INSTRUCTIONS FOR THE TASK >>
Please copy the lines below word for word, leaving out the pictures.

* begin *

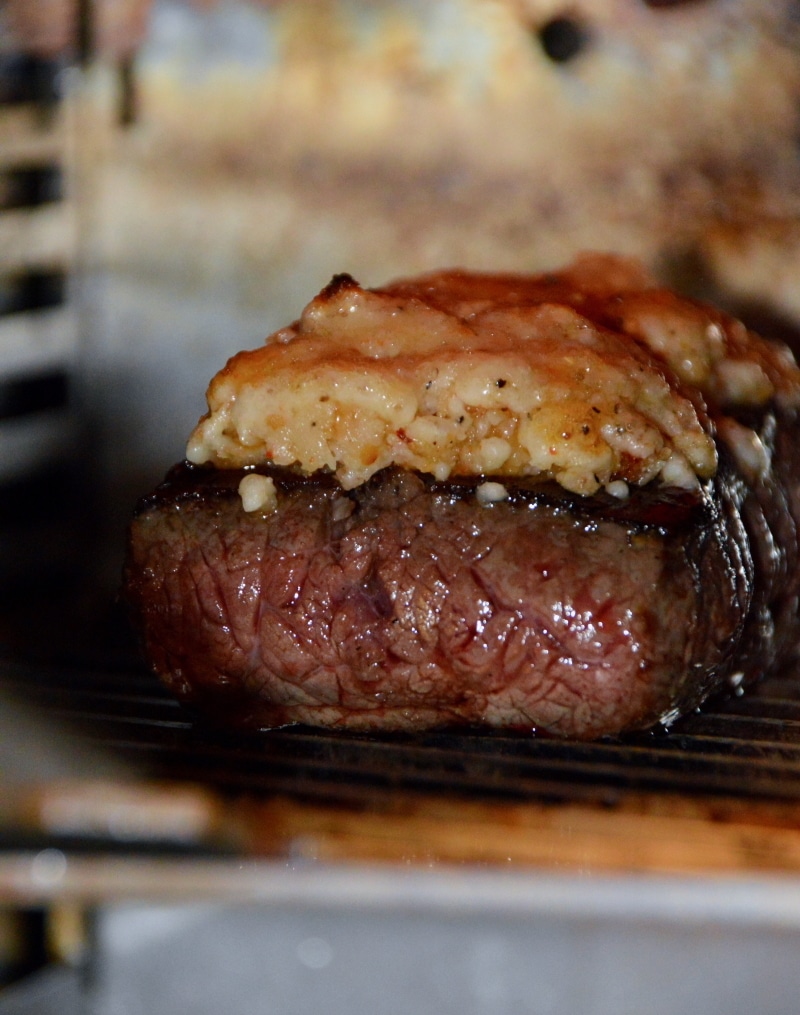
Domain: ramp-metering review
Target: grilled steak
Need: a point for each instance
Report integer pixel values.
(401, 600)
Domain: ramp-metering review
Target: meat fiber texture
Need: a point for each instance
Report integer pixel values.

* end *

EXERCISE RESPONSE >>
Domain: ramp-metering review
Target: grilled steak
Need: a point for each instance
Report integer pixel values.
(401, 600)
Domain: ramp-metering review
Target: meat fiber texture
Need: a point for each instance
Report integer pixel values.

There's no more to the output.